Selected text:
####
Now all this brings me to Peter, one of the most famous Christ followers in history. You will not understand the importance of Peter’s vision of the sheet until you understand that has prejudice as a Jewish person. When meet Peter in our story, we already see him working on his prejudice. Peter is staying in a tanner’s house in Joppa. Jews wouldn’t have stayed in a tanner’s house because of kosher laws. Jews couldn’t be around anything dead.

1.1 Peter – A Better Version of Jonah

Peter is in Joppa just like Jonah fled to Joppa years before. God’s command to Jonah was simple: “Arise, go to Nineveh, that great city, and call out against it, for their evil has come up before me.” (Jonah 1:2) Why was Jonah so stubborn against God’s command? Jonah didn’t want God to show compassion on Israel’s enemies. Jonah wanted God to pulverize Nineveh, the last capital of Assyria. Jonah is rebelling because Jonah knows the true nature of God: “But it displeased Jonah exceedingly, and he was angry. 2 And he prayed to the Lord and said, ‘O Lord, is not this what I said when I was yet in my country? That is why I made haste to flee to Tarshish; for I knew that you are a gracious God and merciful, slow to anger and abounding in steadfast love, and relenting from disaster.’” (Jonah 4:1-2)

God’s has grace to people who sin against Him. Every Jewish person would have hated the mention of the city of Nineveh. Archeologists recently discovered an inscription on a local Assyrian temple. The inscription refers to the king of Assyria, Ashur-nasir-apli II (883-859) as flaying his enemies’ skins & draping these skins over a pile of human bodies. The inscription goes on to say that such skins were draped over the walls as well as placed on stakes around the pile itself.

This city inspired terror for Jonah and every Jewish city of Israel from the days of Jonah’s grandparents. Peter is the new Jonah. Where Jonah was forced at gunpoint, if you will… God is working with Peter to go willingly. What is significant about Cornelius’ story isn’t just the fact that one more person comes to know the grace of God, it’s the type of person Cornelius represents – Peter would have never been in his home.
####
Your tasks:
1. List every place name that appears in the passage on Peter and Jonah, each given once.
2. Continue the passage on Peter and Jonah, starting after its final sentence.
####
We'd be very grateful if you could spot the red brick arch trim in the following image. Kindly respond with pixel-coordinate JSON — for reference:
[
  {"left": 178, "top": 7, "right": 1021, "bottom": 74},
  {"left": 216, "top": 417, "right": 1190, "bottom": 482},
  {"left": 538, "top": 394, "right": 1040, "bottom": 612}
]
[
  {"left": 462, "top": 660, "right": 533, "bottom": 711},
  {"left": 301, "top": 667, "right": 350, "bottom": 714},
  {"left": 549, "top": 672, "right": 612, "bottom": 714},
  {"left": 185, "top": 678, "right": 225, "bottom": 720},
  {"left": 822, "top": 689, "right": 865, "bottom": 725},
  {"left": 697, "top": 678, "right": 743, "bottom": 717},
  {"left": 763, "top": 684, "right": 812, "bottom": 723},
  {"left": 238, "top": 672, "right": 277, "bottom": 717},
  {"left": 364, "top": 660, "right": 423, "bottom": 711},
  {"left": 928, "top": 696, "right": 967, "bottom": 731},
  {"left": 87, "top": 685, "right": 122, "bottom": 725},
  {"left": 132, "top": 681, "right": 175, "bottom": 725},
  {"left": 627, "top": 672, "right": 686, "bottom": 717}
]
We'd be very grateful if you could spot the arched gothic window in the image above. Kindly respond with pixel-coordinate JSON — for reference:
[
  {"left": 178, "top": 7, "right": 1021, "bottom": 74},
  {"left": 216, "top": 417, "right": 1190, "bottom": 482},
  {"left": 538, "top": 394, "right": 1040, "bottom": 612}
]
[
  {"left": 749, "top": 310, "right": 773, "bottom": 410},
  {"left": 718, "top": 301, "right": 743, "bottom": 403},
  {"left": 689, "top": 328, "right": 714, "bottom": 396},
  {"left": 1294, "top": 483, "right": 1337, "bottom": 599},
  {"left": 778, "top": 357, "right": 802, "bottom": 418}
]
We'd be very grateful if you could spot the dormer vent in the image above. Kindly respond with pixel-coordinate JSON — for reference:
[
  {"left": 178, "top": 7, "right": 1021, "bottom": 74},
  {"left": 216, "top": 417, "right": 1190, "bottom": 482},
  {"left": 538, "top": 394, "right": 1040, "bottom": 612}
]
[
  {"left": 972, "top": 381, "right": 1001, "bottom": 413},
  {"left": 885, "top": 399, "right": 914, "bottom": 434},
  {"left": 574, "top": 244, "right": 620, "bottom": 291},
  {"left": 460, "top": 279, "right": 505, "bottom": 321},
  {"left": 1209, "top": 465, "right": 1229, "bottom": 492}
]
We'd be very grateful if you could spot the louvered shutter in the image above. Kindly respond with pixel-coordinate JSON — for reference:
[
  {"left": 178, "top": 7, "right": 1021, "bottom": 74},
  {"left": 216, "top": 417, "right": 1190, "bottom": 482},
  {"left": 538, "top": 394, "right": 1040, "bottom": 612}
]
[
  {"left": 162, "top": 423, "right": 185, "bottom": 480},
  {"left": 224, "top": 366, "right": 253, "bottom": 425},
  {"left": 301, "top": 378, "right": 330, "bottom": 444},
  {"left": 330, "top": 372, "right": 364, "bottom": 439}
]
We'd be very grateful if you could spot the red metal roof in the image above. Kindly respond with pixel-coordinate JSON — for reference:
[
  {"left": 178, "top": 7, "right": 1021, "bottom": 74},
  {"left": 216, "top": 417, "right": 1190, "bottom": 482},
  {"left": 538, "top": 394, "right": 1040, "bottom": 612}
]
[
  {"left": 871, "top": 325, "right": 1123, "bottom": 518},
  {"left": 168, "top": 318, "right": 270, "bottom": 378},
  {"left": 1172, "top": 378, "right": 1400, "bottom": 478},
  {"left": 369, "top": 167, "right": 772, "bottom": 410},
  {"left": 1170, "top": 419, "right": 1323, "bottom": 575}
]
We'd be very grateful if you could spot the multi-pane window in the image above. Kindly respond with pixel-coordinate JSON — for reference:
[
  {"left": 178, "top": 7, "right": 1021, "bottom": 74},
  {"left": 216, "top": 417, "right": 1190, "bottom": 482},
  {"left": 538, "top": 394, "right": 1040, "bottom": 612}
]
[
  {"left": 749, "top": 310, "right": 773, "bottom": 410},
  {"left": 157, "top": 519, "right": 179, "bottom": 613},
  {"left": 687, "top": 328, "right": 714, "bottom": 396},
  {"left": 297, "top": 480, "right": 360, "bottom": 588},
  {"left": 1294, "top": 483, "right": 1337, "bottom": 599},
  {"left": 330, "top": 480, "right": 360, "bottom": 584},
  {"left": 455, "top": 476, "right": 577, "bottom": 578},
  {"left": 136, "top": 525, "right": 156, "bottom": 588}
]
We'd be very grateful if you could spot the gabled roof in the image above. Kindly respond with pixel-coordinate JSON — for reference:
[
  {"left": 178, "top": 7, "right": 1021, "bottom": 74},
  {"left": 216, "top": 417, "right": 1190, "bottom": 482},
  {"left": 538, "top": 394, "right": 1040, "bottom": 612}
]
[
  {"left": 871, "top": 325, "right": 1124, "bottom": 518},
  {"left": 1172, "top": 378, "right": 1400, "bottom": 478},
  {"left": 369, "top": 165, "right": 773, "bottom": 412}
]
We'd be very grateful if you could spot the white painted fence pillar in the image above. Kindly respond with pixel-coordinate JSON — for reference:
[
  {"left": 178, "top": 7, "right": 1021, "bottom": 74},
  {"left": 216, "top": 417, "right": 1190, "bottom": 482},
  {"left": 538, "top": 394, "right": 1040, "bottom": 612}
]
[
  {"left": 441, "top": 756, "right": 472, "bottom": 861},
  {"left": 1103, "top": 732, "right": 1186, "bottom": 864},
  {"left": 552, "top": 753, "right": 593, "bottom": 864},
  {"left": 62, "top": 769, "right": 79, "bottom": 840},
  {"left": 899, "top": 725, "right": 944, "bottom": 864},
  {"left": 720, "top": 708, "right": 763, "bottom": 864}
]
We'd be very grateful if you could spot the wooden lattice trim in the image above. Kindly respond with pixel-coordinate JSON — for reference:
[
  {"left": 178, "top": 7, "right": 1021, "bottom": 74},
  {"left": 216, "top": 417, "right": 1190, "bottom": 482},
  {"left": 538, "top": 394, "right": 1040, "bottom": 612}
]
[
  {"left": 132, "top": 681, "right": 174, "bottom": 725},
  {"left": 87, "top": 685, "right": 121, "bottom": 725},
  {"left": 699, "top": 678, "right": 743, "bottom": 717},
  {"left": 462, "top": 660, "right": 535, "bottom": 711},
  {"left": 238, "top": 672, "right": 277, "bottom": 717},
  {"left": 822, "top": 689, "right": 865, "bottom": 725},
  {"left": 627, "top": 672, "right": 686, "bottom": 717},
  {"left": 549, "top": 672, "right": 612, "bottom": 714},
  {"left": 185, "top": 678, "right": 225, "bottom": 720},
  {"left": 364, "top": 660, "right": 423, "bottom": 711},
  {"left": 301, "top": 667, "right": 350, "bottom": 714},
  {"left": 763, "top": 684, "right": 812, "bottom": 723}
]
####
Response list:
1. Joppa, Nineveh, Assyria, Tarshish, Israel

2.
1.2 Masada

Can we really appreciate how truly challenging God’s command to the early believers was? Allow me to take you away from the story of Peter & Cornelius to a time about forty years later. It’s a story of some of the first people who would read our account when Luke published Acts. The book of Acts was published during the time the Romans were conquering Jerusalem. Imagine if American Christians shortly after the Japanese bombed Pearl Harbor (December 7, 1941) shared a message something to effect, “Jesus died and rose again for Japanese people to experience the love of God.” Or, what if during the height of the Cuban Missile Crisis (October 1962) when missiles where placed on Cuba, American Christians were to share a message something to effect, “Jesus died & rose again for Japanese people to experience the love of God.” While these Jewish Christians were reading this story about Peter sharing Christ’s love and mercy to the Roman Cornelius, the Romans were slaughtering Jews wholesale throughout Israel.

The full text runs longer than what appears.